____ Study material
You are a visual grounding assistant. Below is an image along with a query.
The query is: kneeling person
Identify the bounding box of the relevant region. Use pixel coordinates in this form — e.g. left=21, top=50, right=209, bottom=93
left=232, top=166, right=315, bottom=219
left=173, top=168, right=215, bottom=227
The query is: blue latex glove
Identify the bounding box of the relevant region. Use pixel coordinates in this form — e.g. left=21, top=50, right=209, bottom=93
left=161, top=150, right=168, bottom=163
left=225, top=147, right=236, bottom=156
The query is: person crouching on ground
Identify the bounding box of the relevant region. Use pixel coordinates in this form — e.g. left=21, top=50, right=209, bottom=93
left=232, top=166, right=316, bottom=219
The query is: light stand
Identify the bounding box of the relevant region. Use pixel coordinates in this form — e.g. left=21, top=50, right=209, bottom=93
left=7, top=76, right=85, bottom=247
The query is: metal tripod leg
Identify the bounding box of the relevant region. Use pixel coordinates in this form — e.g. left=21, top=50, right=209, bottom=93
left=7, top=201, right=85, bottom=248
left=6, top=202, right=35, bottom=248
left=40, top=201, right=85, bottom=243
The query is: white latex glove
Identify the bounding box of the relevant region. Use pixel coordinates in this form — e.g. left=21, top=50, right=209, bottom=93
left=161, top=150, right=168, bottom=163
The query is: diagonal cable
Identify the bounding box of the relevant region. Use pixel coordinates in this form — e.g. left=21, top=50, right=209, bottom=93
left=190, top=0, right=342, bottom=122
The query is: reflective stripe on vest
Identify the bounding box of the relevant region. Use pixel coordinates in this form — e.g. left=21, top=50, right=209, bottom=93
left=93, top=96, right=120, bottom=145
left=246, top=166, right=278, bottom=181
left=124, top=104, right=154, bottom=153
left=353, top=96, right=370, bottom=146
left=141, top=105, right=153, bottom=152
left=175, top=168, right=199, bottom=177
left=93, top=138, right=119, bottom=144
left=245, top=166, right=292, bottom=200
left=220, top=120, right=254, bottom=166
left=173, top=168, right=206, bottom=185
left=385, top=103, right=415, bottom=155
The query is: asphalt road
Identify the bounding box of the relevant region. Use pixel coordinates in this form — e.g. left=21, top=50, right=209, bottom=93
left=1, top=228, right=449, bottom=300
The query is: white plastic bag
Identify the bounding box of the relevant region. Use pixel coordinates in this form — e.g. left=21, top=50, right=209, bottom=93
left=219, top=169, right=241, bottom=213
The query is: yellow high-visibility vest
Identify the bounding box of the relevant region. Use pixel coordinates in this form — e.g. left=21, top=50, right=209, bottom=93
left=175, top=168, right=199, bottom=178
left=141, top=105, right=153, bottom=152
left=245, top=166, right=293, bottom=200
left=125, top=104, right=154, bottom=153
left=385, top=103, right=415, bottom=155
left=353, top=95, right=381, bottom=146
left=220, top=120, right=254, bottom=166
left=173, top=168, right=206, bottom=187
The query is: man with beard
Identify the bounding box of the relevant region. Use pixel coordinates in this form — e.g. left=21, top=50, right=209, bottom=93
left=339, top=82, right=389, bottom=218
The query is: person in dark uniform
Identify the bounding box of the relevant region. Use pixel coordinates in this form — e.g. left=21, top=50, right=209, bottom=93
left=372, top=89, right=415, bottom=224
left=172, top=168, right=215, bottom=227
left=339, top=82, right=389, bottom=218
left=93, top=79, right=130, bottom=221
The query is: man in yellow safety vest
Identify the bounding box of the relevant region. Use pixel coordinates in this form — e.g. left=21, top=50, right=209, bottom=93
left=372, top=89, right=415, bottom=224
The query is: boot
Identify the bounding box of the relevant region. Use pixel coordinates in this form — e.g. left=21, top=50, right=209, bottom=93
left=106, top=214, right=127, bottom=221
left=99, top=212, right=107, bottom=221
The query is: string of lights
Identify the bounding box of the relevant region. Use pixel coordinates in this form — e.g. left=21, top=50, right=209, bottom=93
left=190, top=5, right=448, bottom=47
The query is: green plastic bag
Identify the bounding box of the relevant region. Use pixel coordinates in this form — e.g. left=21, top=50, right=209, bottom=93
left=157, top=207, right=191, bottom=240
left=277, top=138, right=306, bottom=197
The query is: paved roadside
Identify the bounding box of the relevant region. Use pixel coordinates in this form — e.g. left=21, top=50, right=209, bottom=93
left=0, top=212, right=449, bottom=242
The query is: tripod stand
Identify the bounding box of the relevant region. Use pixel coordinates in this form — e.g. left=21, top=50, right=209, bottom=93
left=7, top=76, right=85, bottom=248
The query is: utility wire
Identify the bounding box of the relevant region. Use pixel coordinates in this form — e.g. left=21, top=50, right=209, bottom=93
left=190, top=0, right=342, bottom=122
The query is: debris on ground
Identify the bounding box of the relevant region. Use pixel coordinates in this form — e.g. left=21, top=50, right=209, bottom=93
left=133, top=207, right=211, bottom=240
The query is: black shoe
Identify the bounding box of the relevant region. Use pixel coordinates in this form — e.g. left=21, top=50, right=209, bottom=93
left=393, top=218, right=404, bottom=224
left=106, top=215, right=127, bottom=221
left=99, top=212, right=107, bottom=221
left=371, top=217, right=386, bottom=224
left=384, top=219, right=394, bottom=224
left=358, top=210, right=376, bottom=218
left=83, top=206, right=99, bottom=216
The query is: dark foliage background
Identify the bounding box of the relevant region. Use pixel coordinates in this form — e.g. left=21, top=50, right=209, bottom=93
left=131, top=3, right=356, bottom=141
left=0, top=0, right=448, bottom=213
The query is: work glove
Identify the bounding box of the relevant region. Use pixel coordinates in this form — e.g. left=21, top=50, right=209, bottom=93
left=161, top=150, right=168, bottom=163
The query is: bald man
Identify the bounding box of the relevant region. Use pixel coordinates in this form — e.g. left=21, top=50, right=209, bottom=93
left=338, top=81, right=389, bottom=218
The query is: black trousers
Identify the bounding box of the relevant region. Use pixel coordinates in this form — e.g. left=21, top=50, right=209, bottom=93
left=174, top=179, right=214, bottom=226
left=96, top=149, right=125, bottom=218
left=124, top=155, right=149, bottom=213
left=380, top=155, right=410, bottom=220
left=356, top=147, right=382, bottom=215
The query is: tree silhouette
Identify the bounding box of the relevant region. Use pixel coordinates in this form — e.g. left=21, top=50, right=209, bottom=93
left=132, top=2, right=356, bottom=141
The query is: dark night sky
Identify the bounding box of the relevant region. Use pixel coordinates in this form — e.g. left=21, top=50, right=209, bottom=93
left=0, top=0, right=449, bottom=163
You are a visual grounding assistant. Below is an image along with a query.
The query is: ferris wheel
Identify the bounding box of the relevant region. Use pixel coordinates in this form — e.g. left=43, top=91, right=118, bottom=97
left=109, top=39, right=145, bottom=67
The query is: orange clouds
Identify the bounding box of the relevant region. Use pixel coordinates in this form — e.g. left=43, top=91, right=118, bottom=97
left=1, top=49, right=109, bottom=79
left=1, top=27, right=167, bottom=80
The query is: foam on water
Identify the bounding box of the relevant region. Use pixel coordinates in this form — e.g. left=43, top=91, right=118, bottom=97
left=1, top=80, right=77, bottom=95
________
■ Task to carry out
Your task is to retype the records above exactly.

■ Result of this task
You are a visual grounding assistant. Below is an image along with a query.
The query is: kneeling person
Identify the bounding box of the relevant region. Use pixel coordinates in this form — e.g. left=21, top=50, right=209, bottom=93
left=232, top=166, right=315, bottom=219
left=173, top=168, right=215, bottom=227
The query is: blue latex glove
Identify the bounding box of the relevant region. Use pixel coordinates in this form — e.g. left=21, top=50, right=209, bottom=93
left=161, top=150, right=168, bottom=163
left=225, top=147, right=236, bottom=156
The query is: person crouching on ground
Identify the bounding box of the relevant region. Use pixel coordinates in this form — e.g. left=21, top=50, right=209, bottom=93
left=232, top=166, right=316, bottom=219
The query is: light stand
Identify the bounding box of the relevant region. Use pixel coordinates in this form — e.g. left=21, top=50, right=209, bottom=93
left=7, top=76, right=85, bottom=247
The query is: metal tripod leg
Identify the bounding box of the relevant region. Use pixel coordinates in this form — e.g. left=21, top=50, right=209, bottom=93
left=7, top=201, right=85, bottom=248
left=6, top=202, right=35, bottom=248
left=40, top=201, right=85, bottom=243
The query is: white latex glove
Identify the bounding box of the relevant region. Use pixel coordinates in this form — e.g. left=21, top=50, right=209, bottom=93
left=161, top=150, right=168, bottom=163
The query is: diagonal cable
Identify the bounding box of the relevant region. Use pixel coordinates in this form — e.g. left=21, top=50, right=209, bottom=93
left=190, top=0, right=342, bottom=122
The query is: reflective stripe on vest
Identify the bounding box of the relevant region. Use pixel coordinates in this form — e.g. left=21, top=50, right=209, bottom=93
left=93, top=96, right=120, bottom=145
left=246, top=166, right=278, bottom=181
left=124, top=104, right=154, bottom=153
left=353, top=96, right=370, bottom=146
left=141, top=105, right=153, bottom=152
left=175, top=168, right=199, bottom=177
left=93, top=138, right=119, bottom=144
left=245, top=166, right=292, bottom=200
left=220, top=120, right=254, bottom=166
left=173, top=168, right=206, bottom=185
left=385, top=103, right=415, bottom=155
The query is: asphalt road
Identify the bounding box of the relevant region. Use pixel coordinates in this form — e.g. left=21, top=50, right=209, bottom=93
left=1, top=228, right=449, bottom=300
The query is: white plastic bag
Identify the bounding box of the relevant region. Use pixel coordinates in this form — e.g. left=21, top=50, right=209, bottom=93
left=219, top=169, right=241, bottom=213
The query is: yellow high-visibility vest
Identify the bounding box of the relevant region. Use pixel coordinates in this form — e.g. left=21, top=50, right=209, bottom=93
left=175, top=168, right=199, bottom=178
left=141, top=105, right=153, bottom=152
left=245, top=166, right=293, bottom=200
left=125, top=104, right=154, bottom=153
left=385, top=103, right=415, bottom=155
left=353, top=95, right=381, bottom=146
left=220, top=120, right=254, bottom=166
left=173, top=168, right=206, bottom=187
The query is: man with beard
Identify the bounding box of the relevant region. Use pixel coordinates in this form — e.g. left=21, top=50, right=209, bottom=93
left=339, top=82, right=389, bottom=218
The query is: person in dark uniform
Identify the bounding box of the relevant region. Use pixel coordinates in this form — e.g. left=21, top=50, right=209, bottom=93
left=372, top=89, right=415, bottom=224
left=172, top=168, right=215, bottom=227
left=339, top=82, right=389, bottom=218
left=93, top=79, right=130, bottom=221
The query is: man in yellow safety vest
Identify the bounding box of the relevant region. Use pixel coordinates in this form — e.g. left=21, top=50, right=209, bottom=93
left=372, top=89, right=415, bottom=224
The query is: boot
Identify the bounding box of the relevant region. Use pixel coordinates in this form — e.g. left=21, top=50, right=209, bottom=93
left=106, top=214, right=127, bottom=221
left=99, top=212, right=107, bottom=221
The query is: string of lights
Identify the bounding box of the relevant region. Use pixel coordinates in this form — e.g. left=21, top=50, right=209, bottom=93
left=190, top=5, right=448, bottom=47
The query is: green plastic bag
Identify the bounding box of the relevant region. Use pixel coordinates in this form — e.g. left=21, top=50, right=209, bottom=93
left=157, top=207, right=191, bottom=240
left=277, top=138, right=306, bottom=197
The query is: paved roadside
Identify the bounding box of the relevant region. Use pixel coordinates in this form — e.g. left=21, top=50, right=209, bottom=93
left=0, top=212, right=449, bottom=242
The query is: tripod stand
Identify the bounding box of the relevant region. Use pixel coordinates in this form — e.g. left=21, top=50, right=209, bottom=93
left=7, top=76, right=85, bottom=248
The query is: utility wire
Identify the bounding box of the relevant region. Use pixel coordinates in this form — e.g. left=21, top=50, right=209, bottom=93
left=190, top=0, right=342, bottom=122
The query is: debris on ground
Identify the bounding box of the relevant region. Use pixel coordinates in this form — e.g. left=21, top=50, right=209, bottom=93
left=133, top=207, right=211, bottom=240
The query is: black shoe
Identify the bounding box of the relevant region. Use pixel coordinates in this form — e.g. left=21, top=50, right=209, bottom=93
left=393, top=218, right=404, bottom=224
left=106, top=215, right=127, bottom=221
left=99, top=212, right=107, bottom=221
left=371, top=217, right=386, bottom=224
left=384, top=219, right=394, bottom=224
left=358, top=210, right=376, bottom=218
left=83, top=206, right=99, bottom=216
The query is: dark foliage background
Identify the bounding box of the relevant region. Use pixel coordinates in this form — e.g. left=21, top=50, right=209, bottom=93
left=131, top=3, right=356, bottom=141
left=0, top=0, right=448, bottom=213
The query is: work glove
Identify the bounding box of the relevant region. Use pixel coordinates in this form — e.g. left=21, top=50, right=209, bottom=93
left=161, top=150, right=168, bottom=163
The query is: bald man
Identify the bounding box of the relevant region. Use pixel coordinates in this form — e.g. left=21, top=50, right=209, bottom=93
left=338, top=81, right=389, bottom=218
The query is: black trousers
Identify the bounding box of the relevant region. Use pixel coordinates in this form — e.g. left=21, top=50, right=209, bottom=93
left=174, top=179, right=214, bottom=226
left=96, top=149, right=125, bottom=218
left=124, top=155, right=149, bottom=213
left=380, top=155, right=410, bottom=220
left=356, top=147, right=382, bottom=215
The query is: tree silhouette
Identify the bounding box of the relevant region. Use pixel coordinates in this form — e.g. left=21, top=50, right=209, bottom=93
left=132, top=2, right=356, bottom=141
The query is: dark night sky
Identify the bounding box of the relevant region. Use pixel coordinates in this form — e.g. left=21, top=50, right=209, bottom=93
left=0, top=0, right=449, bottom=163
You are a visual grounding assistant. Below is an image along with a query.
The query is: ferris wheel
Identify the bounding box of the relevant region. Use pixel coordinates in this form — e.g. left=43, top=91, right=118, bottom=97
left=109, top=39, right=145, bottom=67
The query is: orange clouds
Identify the bounding box of the relevant region. Use pixel coordinates in this form — e.g. left=43, top=91, right=118, bottom=97
left=1, top=49, right=109, bottom=79
left=1, top=27, right=167, bottom=80
The query is: foam on water
Identify the bounding box of the relevant region. Use pixel coordinates in this form — e.g. left=43, top=91, right=118, bottom=97
left=1, top=80, right=77, bottom=95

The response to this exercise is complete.